[Point annotation dataset rows]
•••

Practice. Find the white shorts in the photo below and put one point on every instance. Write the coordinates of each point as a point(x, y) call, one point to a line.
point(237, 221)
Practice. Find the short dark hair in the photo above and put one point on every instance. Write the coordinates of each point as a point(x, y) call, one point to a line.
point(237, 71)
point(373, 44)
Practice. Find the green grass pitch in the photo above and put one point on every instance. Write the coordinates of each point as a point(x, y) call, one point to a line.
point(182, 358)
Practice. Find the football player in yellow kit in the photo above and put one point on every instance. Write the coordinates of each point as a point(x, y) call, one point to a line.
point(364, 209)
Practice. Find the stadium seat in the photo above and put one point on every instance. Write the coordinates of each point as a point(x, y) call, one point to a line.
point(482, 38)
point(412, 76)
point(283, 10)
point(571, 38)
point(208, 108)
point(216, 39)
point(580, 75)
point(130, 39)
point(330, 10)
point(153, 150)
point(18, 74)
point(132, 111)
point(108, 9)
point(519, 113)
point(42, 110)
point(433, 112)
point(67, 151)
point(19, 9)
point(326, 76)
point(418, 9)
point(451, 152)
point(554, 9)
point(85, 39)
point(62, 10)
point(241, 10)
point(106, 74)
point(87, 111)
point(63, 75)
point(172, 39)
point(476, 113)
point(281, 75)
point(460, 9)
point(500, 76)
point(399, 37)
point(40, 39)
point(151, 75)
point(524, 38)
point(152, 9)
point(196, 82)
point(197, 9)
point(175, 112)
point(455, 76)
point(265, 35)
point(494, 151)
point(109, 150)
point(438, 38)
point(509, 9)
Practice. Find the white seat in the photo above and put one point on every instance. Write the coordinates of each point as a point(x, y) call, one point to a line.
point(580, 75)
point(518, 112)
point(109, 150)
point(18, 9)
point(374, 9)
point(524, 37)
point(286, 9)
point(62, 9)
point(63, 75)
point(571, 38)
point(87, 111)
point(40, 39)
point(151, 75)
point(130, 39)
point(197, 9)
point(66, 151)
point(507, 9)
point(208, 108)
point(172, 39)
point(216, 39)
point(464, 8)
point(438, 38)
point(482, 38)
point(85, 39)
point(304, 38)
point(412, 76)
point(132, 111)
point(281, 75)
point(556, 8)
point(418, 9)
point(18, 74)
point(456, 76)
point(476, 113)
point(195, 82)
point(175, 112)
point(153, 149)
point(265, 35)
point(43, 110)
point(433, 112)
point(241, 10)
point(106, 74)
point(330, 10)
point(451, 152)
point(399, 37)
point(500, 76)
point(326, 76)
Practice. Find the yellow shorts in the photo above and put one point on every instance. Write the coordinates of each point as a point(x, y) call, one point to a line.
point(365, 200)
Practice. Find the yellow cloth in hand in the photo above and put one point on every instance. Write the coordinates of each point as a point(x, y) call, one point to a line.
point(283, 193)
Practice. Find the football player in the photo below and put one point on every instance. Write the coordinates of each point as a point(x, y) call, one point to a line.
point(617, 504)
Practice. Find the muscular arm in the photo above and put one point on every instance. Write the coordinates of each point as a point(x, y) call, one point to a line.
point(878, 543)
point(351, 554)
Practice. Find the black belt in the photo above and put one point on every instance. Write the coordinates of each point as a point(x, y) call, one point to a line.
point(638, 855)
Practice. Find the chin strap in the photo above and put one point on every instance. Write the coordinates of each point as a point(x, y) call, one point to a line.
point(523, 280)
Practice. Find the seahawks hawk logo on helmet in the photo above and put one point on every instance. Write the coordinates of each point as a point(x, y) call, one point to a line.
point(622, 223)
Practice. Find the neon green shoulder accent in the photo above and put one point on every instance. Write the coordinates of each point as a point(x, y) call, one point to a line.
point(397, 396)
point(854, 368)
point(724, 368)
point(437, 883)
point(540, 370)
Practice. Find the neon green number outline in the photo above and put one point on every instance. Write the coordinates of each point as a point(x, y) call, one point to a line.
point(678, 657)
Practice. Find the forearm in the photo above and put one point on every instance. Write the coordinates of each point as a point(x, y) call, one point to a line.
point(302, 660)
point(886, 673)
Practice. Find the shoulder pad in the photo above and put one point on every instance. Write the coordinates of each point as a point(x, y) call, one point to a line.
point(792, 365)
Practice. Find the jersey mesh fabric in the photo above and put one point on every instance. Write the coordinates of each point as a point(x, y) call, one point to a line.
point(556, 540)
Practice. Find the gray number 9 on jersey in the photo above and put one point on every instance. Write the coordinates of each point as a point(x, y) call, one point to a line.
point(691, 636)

•••

Directions ->
Render every row above as a JSON list of strings, with one string per line and blank lines omitted.

Full response ->
[
  "Practice. Find the white shorts in the photo below and put one point on every instance. Write the coordinates of each point as a point(x, y) call, one point to a line.",
  "point(237, 221)",
  "Practice. Find the short dark hair in the photo above and put one point on every instance. Write the coordinates of each point as a point(x, y) call, one point to a line.",
  "point(237, 71)",
  "point(373, 44)",
  "Practice. Find the green grass pitch in the photo above and put one point on every instance. Write the coordinates of each point as a point(x, y) call, one point to a line.",
  "point(182, 358)",
  "Practice. Find the football player in yellow kit in the photo above and put one point on every instance. Write the coordinates of each point as a point(x, y) call, one point to a line.",
  "point(364, 209)",
  "Practice. Find the stadium seat in the photo above and put one point on every instance. Write the coordinates of each point as a point(x, y) call, one point to a line.",
  "point(482, 38)",
  "point(412, 76)",
  "point(283, 10)",
  "point(571, 38)",
  "point(208, 108)",
  "point(216, 39)",
  "point(580, 75)",
  "point(130, 39)",
  "point(330, 10)",
  "point(153, 150)",
  "point(18, 74)",
  "point(132, 111)",
  "point(108, 9)",
  "point(519, 113)",
  "point(42, 110)",
  "point(433, 112)",
  "point(67, 151)",
  "point(19, 9)",
  "point(326, 76)",
  "point(418, 9)",
  "point(451, 152)",
  "point(554, 9)",
  "point(85, 39)",
  "point(62, 10)",
  "point(241, 10)",
  "point(106, 74)",
  "point(87, 111)",
  "point(63, 75)",
  "point(172, 39)",
  "point(476, 113)",
  "point(281, 75)",
  "point(460, 9)",
  "point(500, 76)",
  "point(399, 37)",
  "point(40, 39)",
  "point(151, 75)",
  "point(524, 38)",
  "point(152, 9)",
  "point(196, 82)",
  "point(197, 9)",
  "point(175, 112)",
  "point(455, 76)",
  "point(265, 35)",
  "point(494, 151)",
  "point(109, 150)",
  "point(438, 38)",
  "point(509, 9)",
  "Practice. Find the white seat in the photo above and put one point on every instance. Write the coordinates of each point as a point(x, y) call, one point to a line.",
  "point(580, 75)",
  "point(518, 112)",
  "point(109, 150)",
  "point(18, 9)",
  "point(374, 9)",
  "point(524, 37)",
  "point(286, 9)",
  "point(62, 9)",
  "point(63, 75)",
  "point(571, 38)",
  "point(87, 111)",
  "point(40, 39)",
  "point(151, 75)",
  "point(130, 39)",
  "point(197, 9)",
  "point(66, 151)",
  "point(507, 9)",
  "point(208, 108)",
  "point(172, 39)",
  "point(216, 39)",
  "point(464, 8)",
  "point(438, 38)",
  "point(482, 38)",
  "point(85, 39)",
  "point(304, 38)",
  "point(412, 76)",
  "point(132, 111)",
  "point(281, 75)",
  "point(556, 8)",
  "point(418, 9)",
  "point(18, 74)",
  "point(456, 76)",
  "point(476, 113)",
  "point(195, 82)",
  "point(175, 112)",
  "point(153, 149)",
  "point(265, 35)",
  "point(43, 110)",
  "point(433, 112)",
  "point(241, 10)",
  "point(106, 74)",
  "point(330, 10)",
  "point(451, 152)",
  "point(399, 37)",
  "point(500, 76)",
  "point(326, 76)",
  "Practice. Find the yellow shorts in the photo above and put one point on every instance. Write the coordinates of each point as a point(x, y) call, one point to a line.",
  "point(365, 200)",
  "Practice. Find the yellow cloth in hand in the photo above and put one point on every instance. Write the coordinates of each point as a point(x, y) call, one point to a line.",
  "point(283, 193)",
  "Practice. Find the football player in the photo below and put one point on every instance. Write the coordinates of each point as a point(x, y) call, one point to a line.",
  "point(617, 504)",
  "Practice. Find the muscular arm in the photo above and put one point on every instance. Write the coordinates of each point as a point(x, y) call, one point to a line.",
  "point(878, 543)",
  "point(351, 554)",
  "Practice. Find the black belt in the photo above and put one point on every instance. Write the coordinates of each point as a point(x, y) call, one point to a line.",
  "point(638, 855)",
  "Practice. Find the chin strap in the photo above and put one point on every instance. Write the coordinates of each point as a point(x, y) call, one point to a line.",
  "point(523, 280)",
  "Practice. Find the seahawks hawk logo on helmet in the photo above and put one point on every instance. Write the coordinates of each point as a point(x, y) call, one point to a line.",
  "point(622, 223)",
  "Practice. Find the neon green shoulder accent in the photo above and put one point on every instance. Write the coordinates of each point as a point(x, y) call, one point to a line.",
  "point(397, 396)",
  "point(854, 368)",
  "point(724, 368)",
  "point(437, 883)",
  "point(540, 370)",
  "Practice. Find the neon green number outline in the photo above and put one point on every instance. Write the coordinates of each point as a point(x, y) call, one point to a line.",
  "point(678, 657)",
  "Practice. Find the forearm in the photo above and put one point on every instance. Write the coordinates of each point as a point(x, y) call, one point to a line.",
  "point(302, 660)",
  "point(886, 673)",
  "Practice. Find the shoulder pad in the photo above and put one point on every instance. Write the coordinates of each point as a point(x, y) call, one point to a line.",
  "point(792, 365)",
  "Practice. Find the jersey mesh fabric in the photo above and put one point on every instance. Write the coordinates of each point as a point(x, y) call, one point to a line.",
  "point(556, 540)",
  "Practice. Find the gray number 9 on jersey in the photo above and put one point on every instance. Write the coordinates of each point as a point(x, y) call, one point to a line.",
  "point(691, 636)"
]